-- start of Data lines --
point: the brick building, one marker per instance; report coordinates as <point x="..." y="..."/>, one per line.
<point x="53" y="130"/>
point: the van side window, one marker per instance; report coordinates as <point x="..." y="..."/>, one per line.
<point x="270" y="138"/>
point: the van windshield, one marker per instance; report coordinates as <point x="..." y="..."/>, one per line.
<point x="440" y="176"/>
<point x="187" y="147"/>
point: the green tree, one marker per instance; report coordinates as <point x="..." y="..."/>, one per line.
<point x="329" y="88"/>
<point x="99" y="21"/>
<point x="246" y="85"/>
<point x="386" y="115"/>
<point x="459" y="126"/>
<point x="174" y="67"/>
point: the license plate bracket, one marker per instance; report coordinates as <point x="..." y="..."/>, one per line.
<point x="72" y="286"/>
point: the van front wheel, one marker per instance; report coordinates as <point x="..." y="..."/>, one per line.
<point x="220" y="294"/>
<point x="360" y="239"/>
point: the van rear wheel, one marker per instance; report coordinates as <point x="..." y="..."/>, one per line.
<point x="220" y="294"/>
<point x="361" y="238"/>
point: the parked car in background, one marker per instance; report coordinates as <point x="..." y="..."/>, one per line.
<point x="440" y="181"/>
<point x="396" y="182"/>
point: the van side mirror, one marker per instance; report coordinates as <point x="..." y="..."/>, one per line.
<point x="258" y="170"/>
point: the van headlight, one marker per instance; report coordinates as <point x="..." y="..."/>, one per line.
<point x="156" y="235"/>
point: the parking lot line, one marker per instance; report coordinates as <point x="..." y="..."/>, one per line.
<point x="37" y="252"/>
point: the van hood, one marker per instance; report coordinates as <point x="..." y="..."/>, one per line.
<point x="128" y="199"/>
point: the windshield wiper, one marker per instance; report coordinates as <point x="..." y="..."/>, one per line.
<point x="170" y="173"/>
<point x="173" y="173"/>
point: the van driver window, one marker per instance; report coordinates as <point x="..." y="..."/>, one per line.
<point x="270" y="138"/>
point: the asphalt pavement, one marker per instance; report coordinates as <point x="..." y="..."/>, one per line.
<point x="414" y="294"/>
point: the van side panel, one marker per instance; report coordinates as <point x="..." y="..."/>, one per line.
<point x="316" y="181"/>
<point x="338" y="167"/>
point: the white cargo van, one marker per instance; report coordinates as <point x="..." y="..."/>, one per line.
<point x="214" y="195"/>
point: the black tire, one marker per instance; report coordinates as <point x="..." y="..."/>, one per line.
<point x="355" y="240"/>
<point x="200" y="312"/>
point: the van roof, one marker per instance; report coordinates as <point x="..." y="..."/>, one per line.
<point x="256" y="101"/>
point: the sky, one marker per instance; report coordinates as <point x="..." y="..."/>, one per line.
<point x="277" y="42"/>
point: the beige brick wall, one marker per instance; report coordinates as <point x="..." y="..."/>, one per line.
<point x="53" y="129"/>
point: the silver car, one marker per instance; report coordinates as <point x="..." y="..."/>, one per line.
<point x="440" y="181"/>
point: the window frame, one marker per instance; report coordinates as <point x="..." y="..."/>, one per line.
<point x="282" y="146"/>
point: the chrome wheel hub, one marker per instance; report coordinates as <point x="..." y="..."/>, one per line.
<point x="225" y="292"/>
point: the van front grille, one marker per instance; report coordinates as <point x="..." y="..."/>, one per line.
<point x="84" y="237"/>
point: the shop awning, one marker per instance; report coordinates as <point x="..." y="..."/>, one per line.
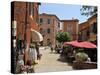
<point x="87" y="44"/>
<point x="36" y="36"/>
<point x="73" y="43"/>
<point x="84" y="44"/>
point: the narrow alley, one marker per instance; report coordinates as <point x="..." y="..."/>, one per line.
<point x="50" y="63"/>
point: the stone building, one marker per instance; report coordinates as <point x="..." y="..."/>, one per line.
<point x="24" y="18"/>
<point x="49" y="26"/>
<point x="71" y="26"/>
<point x="88" y="29"/>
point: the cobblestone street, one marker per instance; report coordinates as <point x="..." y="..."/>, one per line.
<point x="50" y="63"/>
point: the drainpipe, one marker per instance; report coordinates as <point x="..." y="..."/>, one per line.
<point x="25" y="33"/>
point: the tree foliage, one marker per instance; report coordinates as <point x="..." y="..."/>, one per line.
<point x="88" y="10"/>
<point x="63" y="37"/>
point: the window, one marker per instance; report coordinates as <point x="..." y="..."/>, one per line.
<point x="58" y="24"/>
<point x="93" y="28"/>
<point x="31" y="9"/>
<point x="69" y="29"/>
<point x="48" y="30"/>
<point x="41" y="20"/>
<point x="41" y="30"/>
<point x="48" y="21"/>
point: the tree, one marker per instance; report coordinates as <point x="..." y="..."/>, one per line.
<point x="63" y="37"/>
<point x="88" y="10"/>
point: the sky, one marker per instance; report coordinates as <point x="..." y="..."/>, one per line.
<point x="63" y="11"/>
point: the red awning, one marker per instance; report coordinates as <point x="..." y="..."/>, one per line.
<point x="81" y="44"/>
<point x="87" y="44"/>
<point x="73" y="43"/>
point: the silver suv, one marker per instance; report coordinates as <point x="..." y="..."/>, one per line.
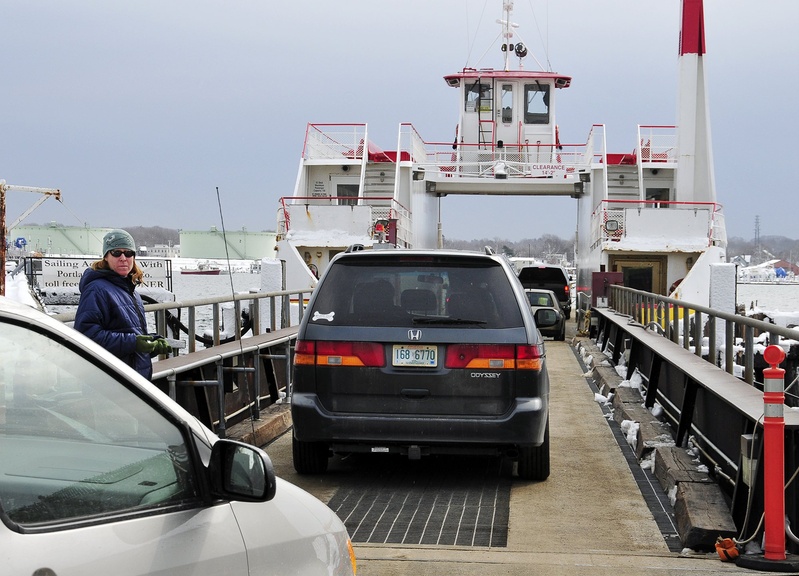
<point x="420" y="352"/>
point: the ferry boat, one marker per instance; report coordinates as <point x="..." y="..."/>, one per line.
<point x="648" y="215"/>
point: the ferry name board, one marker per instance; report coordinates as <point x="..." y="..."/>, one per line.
<point x="550" y="170"/>
<point x="66" y="272"/>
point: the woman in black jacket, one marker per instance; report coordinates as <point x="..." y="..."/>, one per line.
<point x="111" y="312"/>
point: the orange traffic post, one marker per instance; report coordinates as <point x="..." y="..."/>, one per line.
<point x="774" y="453"/>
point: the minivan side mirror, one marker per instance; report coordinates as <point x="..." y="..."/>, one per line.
<point x="546" y="317"/>
<point x="240" y="471"/>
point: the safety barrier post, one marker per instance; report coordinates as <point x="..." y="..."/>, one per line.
<point x="774" y="453"/>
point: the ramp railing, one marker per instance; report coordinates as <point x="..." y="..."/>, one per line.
<point x="704" y="368"/>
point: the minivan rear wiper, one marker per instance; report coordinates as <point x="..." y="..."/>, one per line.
<point x="439" y="320"/>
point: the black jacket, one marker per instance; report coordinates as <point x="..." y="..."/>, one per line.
<point x="111" y="313"/>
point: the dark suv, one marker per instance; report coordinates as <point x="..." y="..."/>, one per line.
<point x="420" y="352"/>
<point x="549" y="277"/>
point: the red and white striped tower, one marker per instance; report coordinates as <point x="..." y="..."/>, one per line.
<point x="695" y="179"/>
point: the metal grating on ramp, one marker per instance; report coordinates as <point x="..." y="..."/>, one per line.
<point x="439" y="501"/>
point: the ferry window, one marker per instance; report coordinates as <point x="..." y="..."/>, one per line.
<point x="507" y="103"/>
<point x="347" y="194"/>
<point x="658" y="195"/>
<point x="536" y="99"/>
<point x="479" y="97"/>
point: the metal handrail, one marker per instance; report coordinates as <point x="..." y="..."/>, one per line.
<point x="675" y="319"/>
<point x="161" y="310"/>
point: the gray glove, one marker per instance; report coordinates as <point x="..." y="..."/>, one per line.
<point x="161" y="346"/>
<point x="144" y="343"/>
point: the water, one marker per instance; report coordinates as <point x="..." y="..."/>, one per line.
<point x="782" y="297"/>
<point x="192" y="286"/>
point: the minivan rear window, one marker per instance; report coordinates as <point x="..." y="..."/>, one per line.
<point x="407" y="291"/>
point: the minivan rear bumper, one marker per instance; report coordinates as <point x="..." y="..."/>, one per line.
<point x="523" y="425"/>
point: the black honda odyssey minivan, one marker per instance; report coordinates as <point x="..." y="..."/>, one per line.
<point x="420" y="352"/>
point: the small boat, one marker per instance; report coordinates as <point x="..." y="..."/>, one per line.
<point x="204" y="269"/>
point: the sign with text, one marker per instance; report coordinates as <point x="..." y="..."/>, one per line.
<point x="67" y="272"/>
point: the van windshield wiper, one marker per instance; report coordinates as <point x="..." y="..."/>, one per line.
<point x="439" y="320"/>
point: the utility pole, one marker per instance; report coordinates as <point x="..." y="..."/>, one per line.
<point x="758" y="249"/>
<point x="46" y="193"/>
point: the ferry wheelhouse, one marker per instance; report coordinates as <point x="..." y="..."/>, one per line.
<point x="649" y="214"/>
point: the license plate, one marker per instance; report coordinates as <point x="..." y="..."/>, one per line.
<point x="415" y="355"/>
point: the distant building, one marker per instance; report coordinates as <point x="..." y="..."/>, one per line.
<point x="56" y="239"/>
<point x="241" y="244"/>
<point x="161" y="250"/>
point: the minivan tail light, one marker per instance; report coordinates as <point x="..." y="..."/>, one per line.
<point x="304" y="353"/>
<point x="328" y="353"/>
<point x="492" y="356"/>
<point x="530" y="357"/>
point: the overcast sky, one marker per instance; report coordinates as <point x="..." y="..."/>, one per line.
<point x="137" y="110"/>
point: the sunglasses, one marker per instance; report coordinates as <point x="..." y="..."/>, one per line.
-- end of Data lines --
_Written instruction:_
Please rewrite every line, starting with the one containing "point: the license plate, one" and going on through the last of the rows. Shift each x and y coordinate in the answers up by 148, and keep all other text the same.

_Expected answer:_
point: the license plate, one marker per instance; report coordinates as <point x="..." y="..."/>, one per line.
<point x="563" y="503"/>
point: the distant building, one marker per instance; report coordinates as <point x="..." y="..."/>, one per line.
<point x="204" y="387"/>
<point x="389" y="392"/>
<point x="309" y="398"/>
point: the minivan tail light, one marker per instance; report coordinates as <point x="..." y="..."/>, one per line.
<point x="452" y="501"/>
<point x="476" y="501"/>
<point x="640" y="504"/>
<point x="678" y="505"/>
point: the overcast sky, one marker per instance; report coordinates as <point x="..." y="..."/>, one per line.
<point x="285" y="258"/>
point: the sunglasses, one marker per instance; report coordinates as <point x="..." y="..."/>, one per line.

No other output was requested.